» Document text
|12-13-2014 06:59 PM|
30ppm nitrate is fine for a planted tank. Algae is more apt to be a problem if there is too much light and/or not enough nitrate, phosphate, potassium and the minor nutrients so the plants cannot grow well.
|12-13-2014 06:37 PM|
Sorry to hear about your mom...
I would focus on water changes almost exclusively right now. Get your TDS and hardness matching the tap water, to start. No ferts except a couple of root tabs, for now.
Change your light bulb, and see how the plants look in a month.
You can keep RCS in your tap params, IMO. If you want to optimize it for them, you could start mixing your WC water with RO and shoot for cutting KH and GH in half.
I'd be more worried about the neons eating shrimplets than the water hardness.
|12-13-2014 02:47 PM|
Kind of beginnerly questions that I have to ask:
This 20 gallon tank has been running for about 5 years. Are the high nitrate levels (about 30 ppm) a result of it being an older tank with perhaps more accumulated plant mulm/waste in the gravel?
As I continue to do 25% to 30% weekly water changes and vacuum the gravel with the hose, will the nitrates continue to go down?
Will adding more plants help reduce the nitrates?
Was I in error adding a little bit of liquid ferts (Flourish Iron and API Leaf Zone) to a tank with 30ppm nitrates and am I looking at a possible algae bloom in the future?

» Supplied information
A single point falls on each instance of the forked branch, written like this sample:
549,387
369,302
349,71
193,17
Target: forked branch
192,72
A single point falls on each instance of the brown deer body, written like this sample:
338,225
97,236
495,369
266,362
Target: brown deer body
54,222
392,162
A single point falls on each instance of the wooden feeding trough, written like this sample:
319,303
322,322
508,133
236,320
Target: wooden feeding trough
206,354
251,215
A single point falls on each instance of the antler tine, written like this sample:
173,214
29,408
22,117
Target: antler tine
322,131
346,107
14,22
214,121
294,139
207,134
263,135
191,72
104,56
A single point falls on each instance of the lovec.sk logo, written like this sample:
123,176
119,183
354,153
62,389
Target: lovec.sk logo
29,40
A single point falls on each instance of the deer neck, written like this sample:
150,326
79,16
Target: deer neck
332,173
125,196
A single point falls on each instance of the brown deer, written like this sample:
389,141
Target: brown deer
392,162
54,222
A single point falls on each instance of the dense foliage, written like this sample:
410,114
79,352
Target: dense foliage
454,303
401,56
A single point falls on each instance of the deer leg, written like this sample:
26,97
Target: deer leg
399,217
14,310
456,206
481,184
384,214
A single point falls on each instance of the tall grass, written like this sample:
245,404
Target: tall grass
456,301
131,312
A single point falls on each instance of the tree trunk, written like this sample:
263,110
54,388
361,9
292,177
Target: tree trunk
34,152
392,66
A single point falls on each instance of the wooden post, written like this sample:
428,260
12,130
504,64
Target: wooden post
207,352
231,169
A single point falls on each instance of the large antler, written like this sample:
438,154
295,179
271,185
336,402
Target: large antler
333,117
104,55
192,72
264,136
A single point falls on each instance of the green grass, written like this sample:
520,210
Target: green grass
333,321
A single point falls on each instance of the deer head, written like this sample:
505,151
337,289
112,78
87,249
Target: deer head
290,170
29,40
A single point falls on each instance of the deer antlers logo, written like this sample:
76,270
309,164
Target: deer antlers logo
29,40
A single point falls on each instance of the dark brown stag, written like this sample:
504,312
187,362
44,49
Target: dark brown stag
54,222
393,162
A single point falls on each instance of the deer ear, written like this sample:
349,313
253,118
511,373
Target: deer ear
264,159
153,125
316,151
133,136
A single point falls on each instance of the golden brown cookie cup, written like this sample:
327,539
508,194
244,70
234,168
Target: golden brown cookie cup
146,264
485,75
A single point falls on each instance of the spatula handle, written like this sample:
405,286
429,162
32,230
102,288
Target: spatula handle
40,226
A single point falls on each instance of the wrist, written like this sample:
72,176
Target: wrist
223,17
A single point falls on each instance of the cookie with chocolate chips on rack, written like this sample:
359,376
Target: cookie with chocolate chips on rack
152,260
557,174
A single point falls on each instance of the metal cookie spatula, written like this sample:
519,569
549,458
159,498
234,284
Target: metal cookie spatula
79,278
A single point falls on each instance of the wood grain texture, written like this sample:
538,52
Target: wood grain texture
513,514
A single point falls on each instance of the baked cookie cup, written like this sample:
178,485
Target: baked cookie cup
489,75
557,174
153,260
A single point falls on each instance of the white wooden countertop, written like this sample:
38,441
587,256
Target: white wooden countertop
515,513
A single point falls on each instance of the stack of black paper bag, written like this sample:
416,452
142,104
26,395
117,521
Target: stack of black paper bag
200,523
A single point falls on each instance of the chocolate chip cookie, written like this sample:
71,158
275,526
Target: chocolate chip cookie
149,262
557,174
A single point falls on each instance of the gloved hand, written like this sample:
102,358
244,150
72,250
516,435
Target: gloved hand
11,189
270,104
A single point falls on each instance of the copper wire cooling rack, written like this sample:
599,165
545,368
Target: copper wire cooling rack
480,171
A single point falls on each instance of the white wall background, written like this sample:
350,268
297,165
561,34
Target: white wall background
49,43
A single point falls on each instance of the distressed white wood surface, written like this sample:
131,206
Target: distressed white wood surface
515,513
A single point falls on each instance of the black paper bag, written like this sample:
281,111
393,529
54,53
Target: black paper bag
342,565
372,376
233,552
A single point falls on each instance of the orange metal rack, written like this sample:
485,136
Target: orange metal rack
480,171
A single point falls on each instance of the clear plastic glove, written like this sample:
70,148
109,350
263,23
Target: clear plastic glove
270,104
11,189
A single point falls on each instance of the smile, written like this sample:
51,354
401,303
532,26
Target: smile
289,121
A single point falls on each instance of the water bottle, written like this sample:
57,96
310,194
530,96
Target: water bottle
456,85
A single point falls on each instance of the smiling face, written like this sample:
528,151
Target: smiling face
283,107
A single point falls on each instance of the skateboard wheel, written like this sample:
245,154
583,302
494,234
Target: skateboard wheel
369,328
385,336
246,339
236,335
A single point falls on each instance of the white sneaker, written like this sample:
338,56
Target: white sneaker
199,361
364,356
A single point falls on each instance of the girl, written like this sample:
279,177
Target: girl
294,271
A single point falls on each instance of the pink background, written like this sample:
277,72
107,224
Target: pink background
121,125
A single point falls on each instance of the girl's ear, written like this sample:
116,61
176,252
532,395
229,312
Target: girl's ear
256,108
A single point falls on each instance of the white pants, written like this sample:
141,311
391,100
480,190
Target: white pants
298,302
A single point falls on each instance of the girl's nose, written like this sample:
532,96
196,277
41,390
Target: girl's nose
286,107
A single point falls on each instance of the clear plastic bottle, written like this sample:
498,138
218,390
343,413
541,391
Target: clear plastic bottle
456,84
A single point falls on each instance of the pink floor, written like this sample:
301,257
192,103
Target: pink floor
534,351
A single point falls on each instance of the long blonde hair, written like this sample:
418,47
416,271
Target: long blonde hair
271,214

» Required tasks
A) In the aquarium thread, reproduce the passage between "You can keep" and "to go down?", inclusive.
B) Does the aquarium thread support each of these statements? (i) The tank in question holds 20 gallons and has been running for about five years. (ii) One reply advises adding liquid fertilizers for now. (iii) One reply calls 30ppm nitrate too high for a planted tank.

» Exercise results
A)
You can keep RCS in your tap params, IMO. If you want to optimize it for them, you could start mixing your WC water with RO and shoot for cutting KH and GH in half.
I'd be more worried about the neons eating shrimplets than the water hardness.
|12-13-2014 02:47 PM|
Kind of beginnerly questions that I have to ask:
This 20 gallon tank has been running for about 5 years. Are the high nitrate levels (about 30 ppm) a result of it being an older tank with perhaps more accumulated plant mulm/waste in the gravel?
As I continue to do 25% to 30% weekly water changes and vacuum the gravel with the hose, will the nitrates continue to go down?

B)
(i) Yes: "This 20 gallon tank has been running for about 5 years."
(ii) No: "No ferts except a couple of root tabs, for now."
(iii) No: "30ppm nitrate is fine for a planted tank."